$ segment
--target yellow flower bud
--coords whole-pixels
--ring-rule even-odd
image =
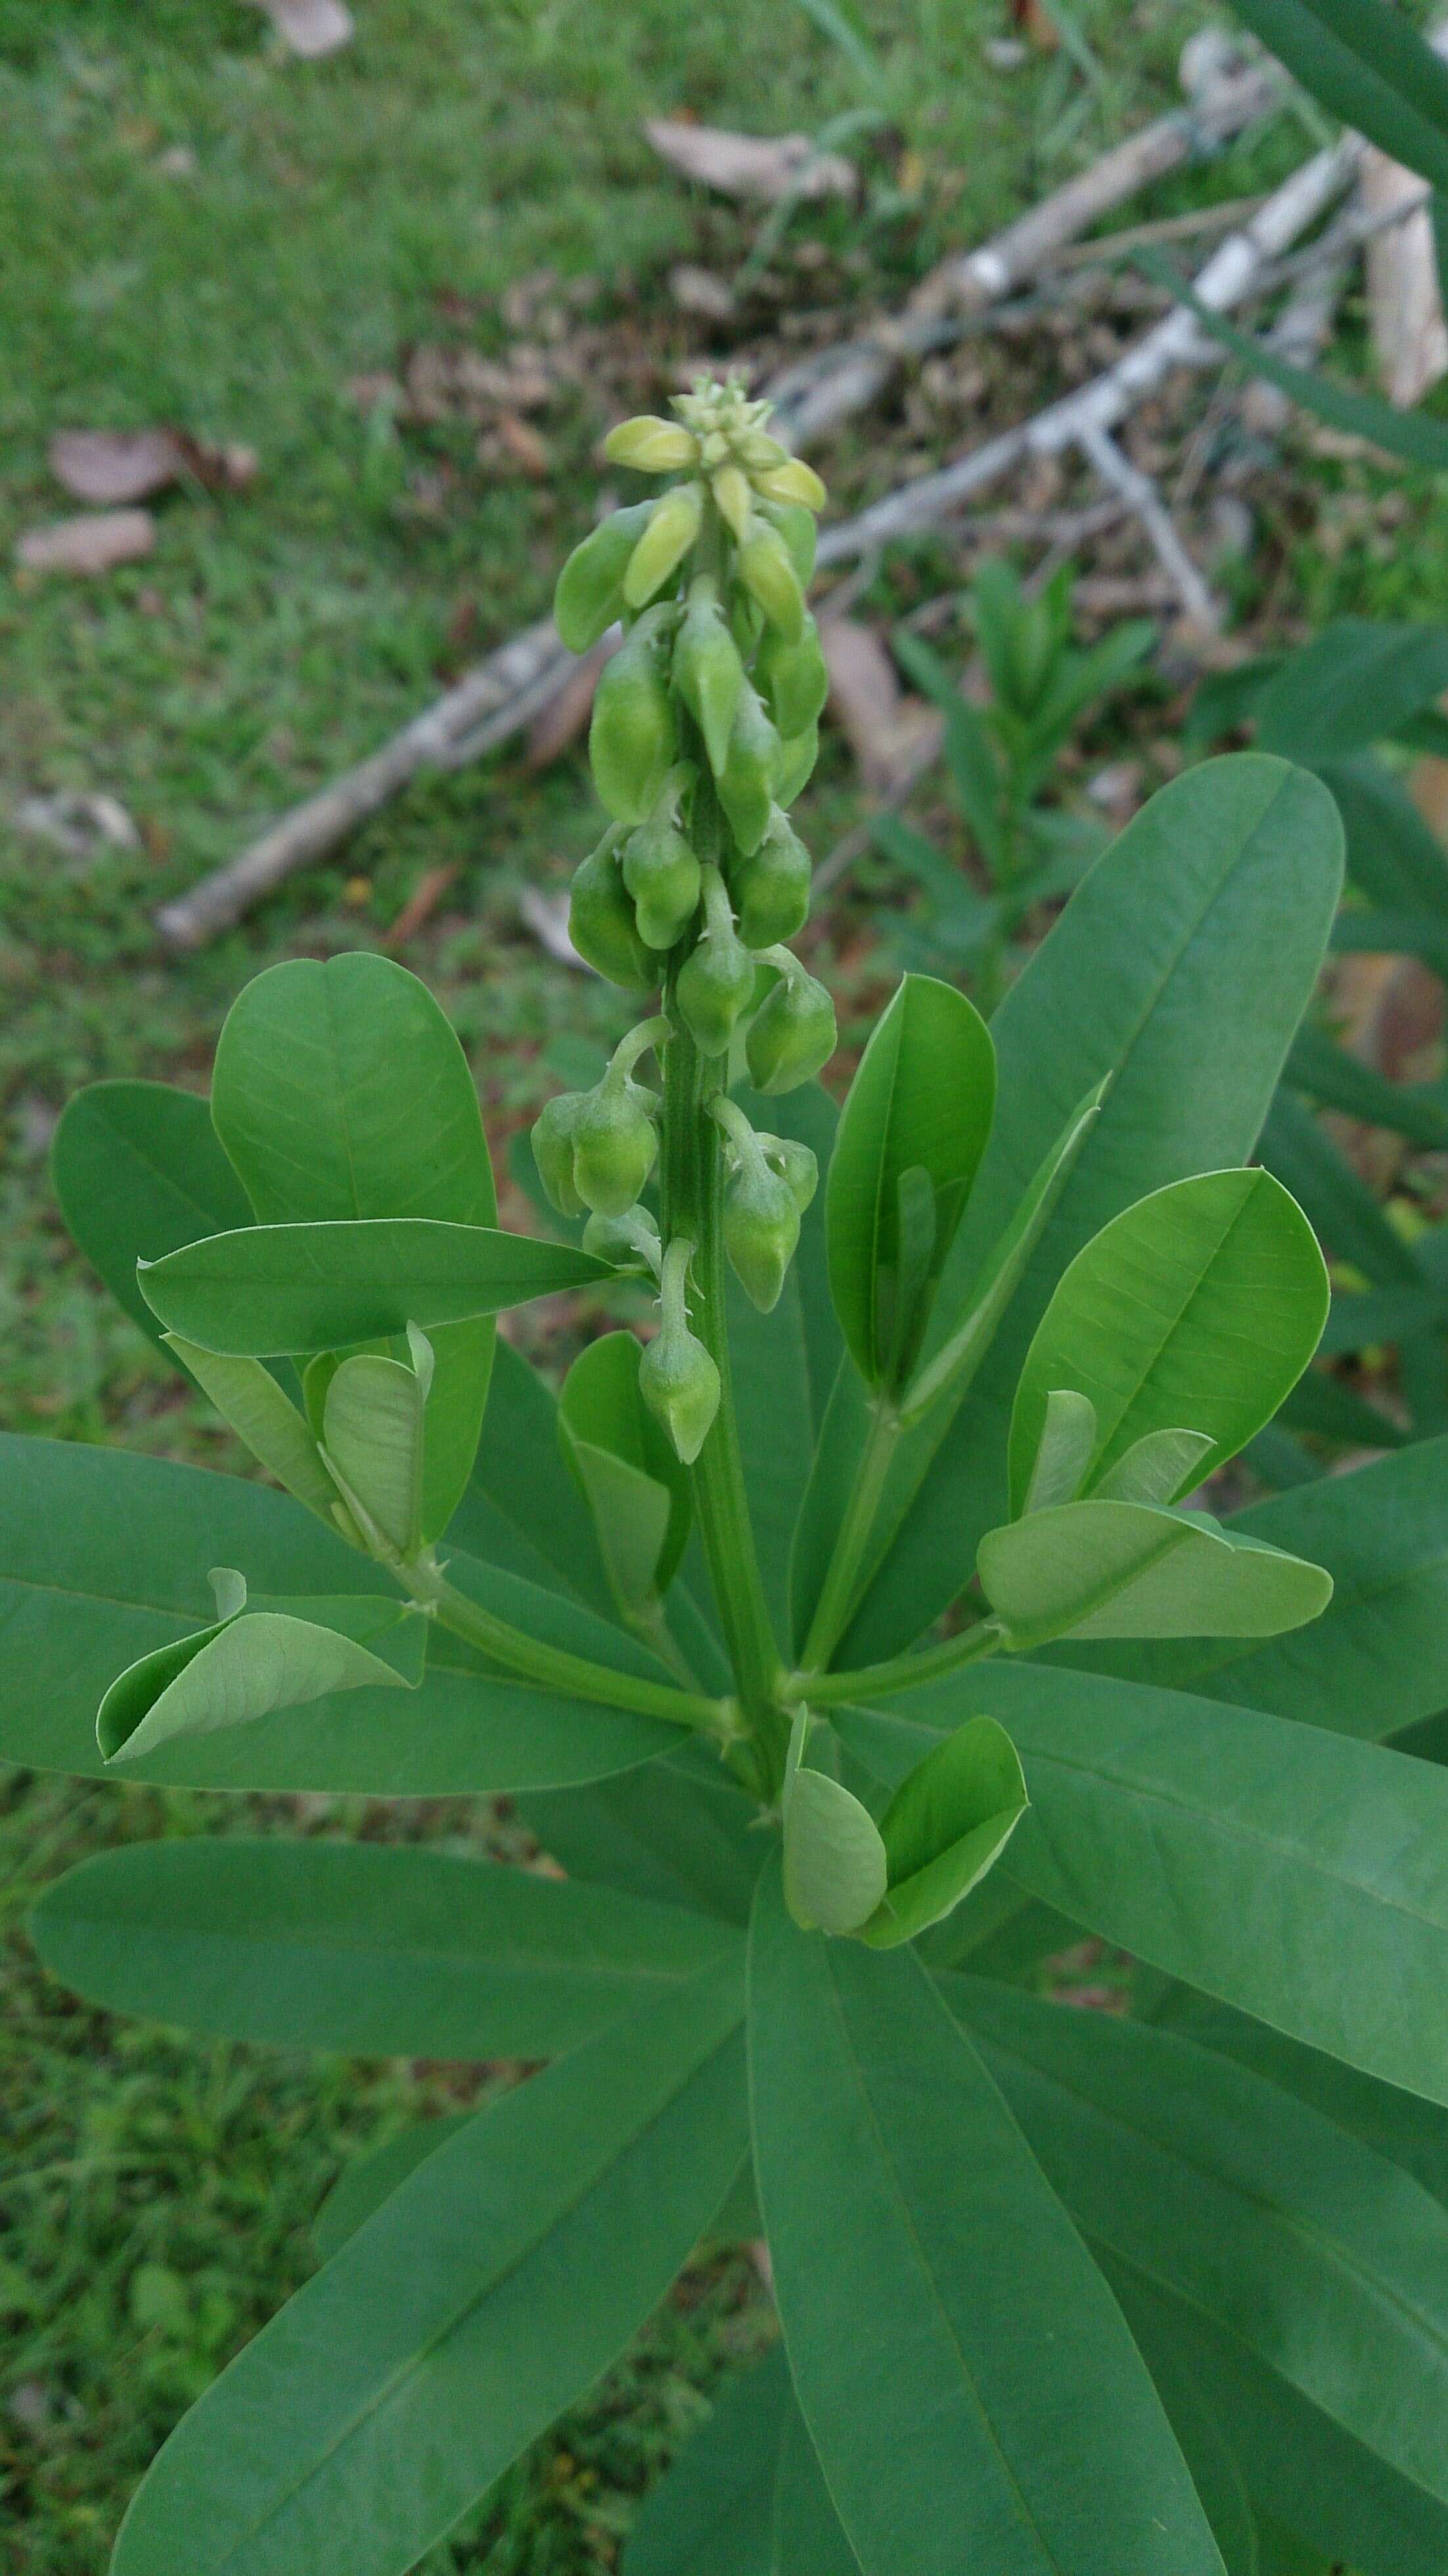
[[[609,431],[603,452],[611,464],[632,465],[640,474],[678,474],[684,466],[697,464],[699,442],[680,422],[640,412],[636,419],[621,420]]]
[[[783,465],[771,465],[753,477],[756,492],[766,501],[793,501],[804,510],[822,510],[829,498],[812,465],[802,456],[788,457]]]
[[[754,516],[754,496],[749,489],[748,475],[737,465],[721,465],[718,473],[710,476],[709,482],[721,517],[728,522],[742,546]]]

▸ Aim of the exercise
Exact copy, no pictures: reproduce the whole listing above.

▸ Task result
$ segment
--target yellow flower bud
--coords whole-pixels
--ring-rule even-odd
image =
[[[609,431],[603,452],[611,464],[632,465],[640,474],[678,474],[684,466],[697,464],[699,442],[680,422],[640,412],[636,419],[621,420]]]
[[[783,465],[771,465],[753,477],[756,492],[766,501],[793,501],[804,510],[822,510],[829,498],[812,465],[802,456],[788,457]]]
[[[754,516],[754,496],[749,489],[748,475],[737,465],[721,465],[718,473],[710,476],[709,482],[721,517],[728,522],[742,546]]]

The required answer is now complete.